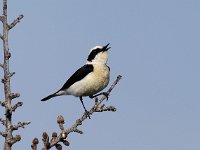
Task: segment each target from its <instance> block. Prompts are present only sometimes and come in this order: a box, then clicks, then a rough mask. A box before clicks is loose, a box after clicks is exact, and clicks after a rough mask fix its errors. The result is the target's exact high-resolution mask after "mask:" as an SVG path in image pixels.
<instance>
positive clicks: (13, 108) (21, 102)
mask: <svg viewBox="0 0 200 150" xmlns="http://www.w3.org/2000/svg"><path fill="white" fill-rule="evenodd" d="M22 105H23V102H17V103H16V104H15V105H14V106H12V109H11V110H12V111H13V112H14V111H15V110H16V109H17V108H18V107H21V106H22Z"/></svg>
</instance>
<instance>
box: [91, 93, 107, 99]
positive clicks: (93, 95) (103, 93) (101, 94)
mask: <svg viewBox="0 0 200 150" xmlns="http://www.w3.org/2000/svg"><path fill="white" fill-rule="evenodd" d="M99 95H104V96H105V97H106V99H107V100H108V96H109V94H108V93H107V92H101V93H99V94H96V95H90V96H89V97H90V98H94V97H97V96H99Z"/></svg>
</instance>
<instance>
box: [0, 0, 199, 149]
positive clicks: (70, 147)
mask: <svg viewBox="0 0 200 150" xmlns="http://www.w3.org/2000/svg"><path fill="white" fill-rule="evenodd" d="M0 6H2V2H1V5H0ZM8 10H9V13H8V14H9V21H12V20H13V19H14V18H15V17H16V16H18V15H20V14H23V15H24V19H23V20H22V21H21V22H20V24H18V25H17V26H16V27H15V28H14V29H13V30H12V31H10V34H9V45H10V51H11V53H12V59H11V64H10V65H11V67H10V68H11V71H15V72H16V75H15V76H14V77H13V78H12V91H13V92H20V93H21V97H20V98H19V100H17V101H23V103H24V105H23V107H21V108H19V109H18V110H17V111H16V113H15V114H14V116H13V117H14V118H13V121H14V122H18V121H27V120H29V121H31V122H32V123H31V125H29V126H28V127H27V128H25V129H20V130H18V131H17V132H16V134H17V133H20V134H21V135H22V141H21V142H20V143H17V144H15V145H14V147H13V149H17V150H19V149H30V145H31V141H32V139H33V138H34V137H38V138H40V148H41V145H42V143H41V135H42V132H43V131H46V132H48V133H51V132H53V131H59V129H58V126H57V124H56V118H57V116H58V115H60V114H62V115H63V116H64V117H65V120H66V127H70V126H71V124H72V123H73V122H74V121H75V120H76V119H77V118H78V117H79V116H81V115H82V113H83V109H82V106H81V104H80V101H79V100H78V98H75V97H72V96H63V97H57V98H54V99H53V100H51V101H48V102H46V103H42V102H41V101H40V99H41V98H43V97H44V96H47V95H48V94H50V93H52V92H54V91H56V90H57V89H58V88H60V87H61V86H62V85H63V84H64V82H65V81H66V80H67V79H68V77H69V76H70V75H71V74H72V73H73V72H74V71H75V70H76V69H77V68H79V67H80V66H82V65H83V64H84V63H85V61H86V58H87V55H88V53H89V49H91V48H92V47H94V46H96V45H105V44H107V43H111V47H112V48H111V49H110V53H109V56H110V57H109V62H108V64H109V66H110V67H111V82H112V81H114V80H115V78H116V77H117V75H118V74H121V75H122V76H123V80H121V81H120V83H119V84H118V85H117V86H116V88H115V89H114V91H113V92H112V93H111V96H110V98H109V101H108V102H106V105H114V106H115V107H117V112H115V113H111V112H105V113H99V114H95V115H94V116H92V119H91V120H87V121H86V122H84V124H83V125H82V126H81V127H80V129H81V130H83V131H84V134H83V135H77V134H75V133H74V134H70V136H69V138H68V140H69V141H70V143H71V145H70V147H69V148H70V149H72V150H78V149H89V150H90V149H94V147H95V149H96V150H100V149H102V148H103V149H115V150H121V149H137V150H178V149H181V150H188V149H194V150H195V149H199V148H200V144H199V140H200V115H199V114H200V109H199V107H200V94H199V89H200V78H199V77H200V69H199V65H200V59H199V56H200V44H199V39H200V28H199V27H200V20H199V14H200V2H199V1H197V0H190V1H189V0H168V1H161V0H160V1H159V0H151V1H148V0H125V1H114V0H110V1H106V0H101V1H92V0H87V1H80V0H75V1H66V0H60V1H55V0H48V1H47V0H43V1H39V0H34V1H33V0H32V1H25V0H21V1H9V7H8ZM0 46H1V47H2V43H1V44H0ZM1 53H2V50H1ZM0 58H1V60H2V55H1V57H0ZM0 73H1V74H2V71H0ZM0 92H1V93H2V92H3V86H2V85H1V86H0ZM0 98H1V99H2V98H3V94H0ZM14 102H15V101H14ZM84 102H85V105H86V107H87V108H89V107H91V106H92V104H93V101H92V100H91V99H89V98H84ZM0 112H1V116H3V113H4V112H3V110H2V109H1V111H0ZM0 129H1V130H3V126H1V127H0ZM0 143H3V138H0ZM1 145H3V144H1Z"/></svg>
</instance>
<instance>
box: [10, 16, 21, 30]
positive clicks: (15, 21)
mask: <svg viewBox="0 0 200 150" xmlns="http://www.w3.org/2000/svg"><path fill="white" fill-rule="evenodd" d="M23 17H24V15H19V16H18V17H17V18H16V19H15V20H13V22H12V23H11V24H10V25H8V27H9V30H10V29H12V28H13V27H14V26H15V25H16V24H17V23H19V22H20V20H21V19H22V18H23Z"/></svg>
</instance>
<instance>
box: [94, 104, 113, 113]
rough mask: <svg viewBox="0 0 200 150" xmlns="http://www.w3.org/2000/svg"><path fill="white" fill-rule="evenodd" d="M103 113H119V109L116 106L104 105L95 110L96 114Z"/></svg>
mask: <svg viewBox="0 0 200 150" xmlns="http://www.w3.org/2000/svg"><path fill="white" fill-rule="evenodd" d="M103 111H113V112H115V111H117V109H116V108H115V107H114V106H107V107H106V106H105V105H104V104H103V105H102V106H101V107H97V108H96V109H95V112H103Z"/></svg>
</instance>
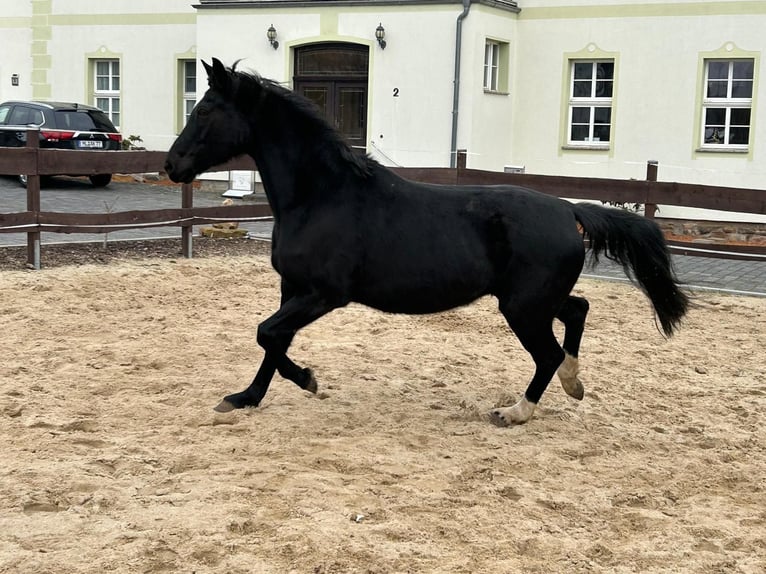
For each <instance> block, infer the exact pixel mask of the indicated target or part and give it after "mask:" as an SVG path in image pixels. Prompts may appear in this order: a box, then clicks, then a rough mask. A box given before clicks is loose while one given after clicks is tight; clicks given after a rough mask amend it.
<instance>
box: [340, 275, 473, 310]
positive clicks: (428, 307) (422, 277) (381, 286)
mask: <svg viewBox="0 0 766 574" xmlns="http://www.w3.org/2000/svg"><path fill="white" fill-rule="evenodd" d="M357 287H358V289H357V290H356V292H355V293H354V297H353V298H354V300H355V301H357V302H359V303H362V304H364V305H367V306H369V307H374V308H375V309H380V310H381V311H386V312H388V313H407V314H425V313H437V312H439V311H446V310H448V309H453V308H455V307H460V306H462V305H467V304H468V303H471V302H472V301H474V300H476V299H478V298H479V297H481V296H482V295H486V294H487V293H488V281H487V279H486V278H485V277H484V276H483V274H475V273H467V274H466V275H464V276H462V277H454V278H445V277H439V273H436V272H434V273H432V274H429V273H423V272H422V271H421V272H419V273H417V274H413V275H407V274H405V275H398V276H395V275H389V276H379V277H377V278H376V279H375V280H374V281H371V282H362V283H361V284H357Z"/></svg>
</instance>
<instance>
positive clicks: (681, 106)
mask: <svg viewBox="0 0 766 574" xmlns="http://www.w3.org/2000/svg"><path fill="white" fill-rule="evenodd" d="M3 4H4V6H3V13H4V15H3V18H2V19H1V20H0V44H1V45H3V46H4V47H5V49H3V51H2V52H1V53H0V100H6V99H10V98H19V99H27V98H37V99H50V100H77V101H83V102H94V103H97V104H98V105H99V106H101V107H104V108H105V109H107V110H108V111H110V112H111V113H112V114H113V115H115V119H116V120H117V122H116V123H118V124H119V126H120V128H121V131H122V132H123V134H125V135H126V136H127V135H131V134H134V135H139V136H141V138H142V139H143V141H144V143H145V145H147V147H149V148H150V149H167V148H168V147H169V145H170V143H171V142H172V140H173V139H174V137H175V135H176V134H177V133H178V131H179V130H180V128H181V127H182V125H183V117H184V113H185V112H187V111H188V109H189V106H190V105H192V104H193V101H194V99H195V98H196V97H198V96H199V94H201V93H202V92H203V91H204V89H205V88H206V85H205V83H204V81H203V80H202V78H201V77H200V81H199V82H196V77H197V75H200V74H202V69H201V66H200V65H199V64H198V63H197V62H196V59H197V58H202V59H207V60H209V59H210V58H211V57H214V56H215V57H218V58H219V59H221V60H222V61H224V62H225V63H228V64H231V63H233V62H234V61H236V60H240V62H239V64H238V66H239V68H240V69H246V70H254V71H257V72H259V73H261V74H262V75H264V76H267V77H270V78H273V79H276V80H278V81H281V82H284V83H286V84H288V85H289V86H291V87H293V88H294V89H297V90H299V91H301V92H303V93H304V94H306V95H307V96H309V97H311V98H312V99H314V100H315V101H317V103H318V104H320V105H321V106H323V107H324V108H325V110H326V113H327V115H328V116H329V117H330V118H331V120H332V121H334V122H335V124H336V125H337V126H338V127H339V128H340V129H341V130H342V131H343V132H344V133H345V134H346V135H347V137H349V139H350V140H351V141H352V143H353V144H354V145H357V146H360V147H363V148H365V149H366V150H367V152H368V153H370V154H372V155H373V156H374V157H376V158H377V159H378V160H379V161H381V162H382V163H384V164H389V165H402V166H448V165H450V161H451V159H452V158H453V157H454V150H455V149H467V150H468V154H469V155H468V166H469V167H474V168H479V169H488V170H497V171H501V170H503V169H504V168H505V167H507V166H519V167H520V166H523V167H524V168H525V169H526V171H527V173H540V174H557V175H581V176H590V177H612V178H637V179H642V178H644V176H645V170H646V162H647V160H657V161H659V164H660V179H662V180H673V181H679V182H685V183H706V184H711V185H726V186H733V187H752V188H757V189H764V190H766V123H765V122H764V121H763V119H762V120H761V121H758V115H759V114H758V110H759V106H758V104H759V102H766V83H762V82H760V78H761V77H762V76H763V64H762V59H761V52H762V49H763V48H764V47H766V35H764V32H763V31H764V30H766V4H765V3H763V2H756V1H751V2H748V1H735V0H724V1H718V2H706V1H697V0H678V1H675V2H662V1H656V0H650V1H649V2H626V1H625V0H608V1H596V0H518V2H515V1H512V0H473V1H472V2H471V1H469V0H451V1H450V0H366V1H365V0H314V1H303V0H260V1H250V0H198V1H197V3H192V2H190V1H189V0H162V1H157V0H110V1H109V2H103V1H101V0H27V1H21V0H14V1H13V2H10V1H8V0H5V1H4V2H3ZM8 5H10V6H8ZM272 27H273V34H272V35H273V36H274V40H275V41H274V43H273V44H272V43H271V42H270V40H269V38H268V37H267V33H268V31H269V29H270V28H272ZM379 27H380V30H378V28H379ZM376 34H378V35H383V38H382V42H381V43H379V42H378V40H377V38H376ZM383 42H384V43H385V47H383ZM458 42H459V45H458ZM8 47H12V48H11V49H9V48H8ZM456 54H458V55H459V59H458V60H457V61H456ZM456 64H457V65H456ZM14 76H15V77H16V78H17V80H18V85H13V78H14ZM195 82H196V83H195ZM455 86H458V90H457V91H456V90H455V89H454V88H455ZM761 115H762V114H761Z"/></svg>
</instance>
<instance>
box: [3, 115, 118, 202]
mask: <svg viewBox="0 0 766 574" xmlns="http://www.w3.org/2000/svg"><path fill="white" fill-rule="evenodd" d="M29 128H39V130H40V131H39V134H40V147H41V148H56V149H74V150H119V149H121V147H122V135H120V133H119V132H118V131H117V128H115V127H114V124H112V122H111V121H110V120H109V117H108V116H107V115H106V114H105V113H104V112H103V111H101V110H100V109H98V108H94V107H92V106H86V105H83V104H73V103H63V102H22V101H9V102H5V103H3V104H0V146H3V147H22V146H25V145H26V139H27V131H26V130H28V129H29ZM61 175H82V174H76V173H70V174H61ZM88 177H89V178H90V181H91V183H92V184H93V185H94V186H95V187H104V186H106V185H109V182H110V181H112V174H111V173H99V174H96V175H89V176H88ZM26 180H27V177H26V176H25V175H21V176H19V181H20V182H21V184H22V185H26V183H27V181H26Z"/></svg>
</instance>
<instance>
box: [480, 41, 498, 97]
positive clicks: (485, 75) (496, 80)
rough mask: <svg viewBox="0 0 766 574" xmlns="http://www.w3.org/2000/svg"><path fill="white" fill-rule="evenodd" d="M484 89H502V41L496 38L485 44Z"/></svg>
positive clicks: (491, 90)
mask: <svg viewBox="0 0 766 574" xmlns="http://www.w3.org/2000/svg"><path fill="white" fill-rule="evenodd" d="M484 90H485V91H488V92H499V91H500V42H497V41H495V40H487V42H486V44H485V45H484Z"/></svg>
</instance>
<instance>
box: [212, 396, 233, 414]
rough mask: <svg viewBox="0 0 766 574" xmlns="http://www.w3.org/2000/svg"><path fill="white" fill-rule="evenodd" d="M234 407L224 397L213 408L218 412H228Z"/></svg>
mask: <svg viewBox="0 0 766 574" xmlns="http://www.w3.org/2000/svg"><path fill="white" fill-rule="evenodd" d="M235 408H237V407H235V406H234V405H233V404H231V403H230V402H229V401H227V400H226V399H223V400H222V401H221V402H220V403H218V404H217V405H216V406H215V407H213V410H214V411H216V412H219V413H228V412H231V411H233V410H234V409H235Z"/></svg>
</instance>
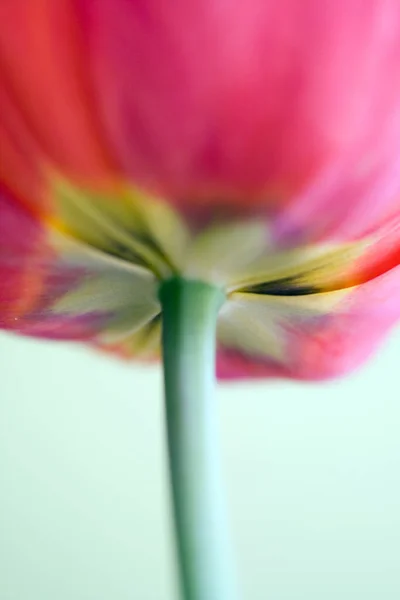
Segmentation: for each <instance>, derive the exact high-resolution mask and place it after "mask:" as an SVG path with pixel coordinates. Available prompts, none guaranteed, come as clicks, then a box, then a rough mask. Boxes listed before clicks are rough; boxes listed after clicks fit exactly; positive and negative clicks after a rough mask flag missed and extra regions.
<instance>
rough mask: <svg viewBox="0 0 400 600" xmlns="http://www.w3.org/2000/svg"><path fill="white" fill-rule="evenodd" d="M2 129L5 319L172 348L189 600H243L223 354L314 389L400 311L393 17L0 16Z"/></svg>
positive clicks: (74, 338) (399, 181) (260, 16)
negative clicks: (215, 379) (222, 516)
mask: <svg viewBox="0 0 400 600" xmlns="http://www.w3.org/2000/svg"><path fill="white" fill-rule="evenodd" d="M0 114H1V122H0V140H1V165H0V171H1V172H0V175H1V187H0V211H1V213H0V326H1V327H2V328H4V329H6V330H9V331H12V332H16V333H20V334H23V335H29V336H36V337H43V338H49V339H53V340H74V341H77V342H85V343H89V344H92V345H94V346H96V347H98V348H101V349H105V350H107V351H110V352H112V353H115V354H117V355H119V356H122V357H125V358H130V357H134V358H136V359H138V360H154V359H157V358H158V356H159V355H160V349H161V351H162V358H163V363H164V373H165V390H166V392H165V393H166V412H167V429H168V442H169V454H170V465H171V477H172V492H173V500H174V506H175V521H176V526H177V532H178V535H177V541H178V552H179V555H180V561H181V576H182V577H181V578H182V590H183V594H184V597H185V598H187V599H188V600H189V599H190V600H222V599H224V600H225V599H228V598H229V599H230V598H231V597H232V596H231V594H233V591H232V589H231V586H230V583H229V579H230V578H229V574H228V573H227V569H226V568H225V560H224V559H223V558H221V556H222V555H223V554H224V544H225V541H224V538H225V534H224V533H223V532H222V533H221V527H220V526H219V521H220V514H219V508H218V506H219V505H220V502H219V501H218V502H216V501H215V498H216V497H217V496H218V495H219V492H218V487H219V486H218V477H217V473H216V472H215V464H216V460H215V457H214V454H213V452H215V449H214V450H213V448H212V445H213V443H214V442H215V440H214V441H213V435H212V434H210V430H213V427H214V424H213V406H214V403H213V400H212V383H213V378H214V370H215V369H214V360H215V354H216V372H217V376H218V377H219V378H220V379H227V378H230V379H232V378H233V379H237V378H246V377H250V378H254V377H261V378H264V377H286V378H291V379H300V380H322V379H326V378H330V377H335V376H338V375H342V374H344V373H346V372H348V371H350V370H352V369H354V368H355V367H357V366H358V365H360V364H361V363H362V362H363V361H364V360H365V359H366V358H367V357H368V356H370V355H371V353H372V352H373V351H374V350H375V349H376V348H377V347H378V345H379V344H380V342H381V340H382V339H383V338H384V336H385V335H386V334H387V332H388V331H389V330H390V329H391V328H392V327H393V326H394V325H395V323H396V322H397V321H398V320H399V317H400V3H399V2H398V0H365V1H364V2H360V1H359V0H302V1H299V0H279V1H278V0H232V2H226V1H223V0H176V2H174V3H170V2H167V1H166V0H96V1H91V0H57V2H55V1H53V0H29V1H26V0H2V2H1V4H0ZM161 324H162V327H161ZM207 444H209V446H208V445H207ZM217 505H218V506H217ZM222 529H223V528H222ZM204 530H207V539H205V533H204ZM206 542H207V543H206Z"/></svg>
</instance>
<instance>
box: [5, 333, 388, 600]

# # # # #

■ Work instructions:
Your job is to return all lines above that hold the word "order".

■ Task answer:
Task: segment each target from its <instance> block. Prompts are present only sometimes and come in this order: a box, then clicks, then a rough mask. A box before clicks is loose, a box after clicks is exact, and clicks after a rough mask fix its errors. The result is the target's exact high-resolution mask after "mask:" as an SVG path in image pixels.
For each <instance> block, infer the exact pixel mask of the indicated target or part and give it after "mask:" as an SVG path in image pixels. Prompts may appear in this order: a box, then clicks, then a rough mask. A box given before clicks is loose while one given after clicks is tight; clicks given after a rough mask amend it.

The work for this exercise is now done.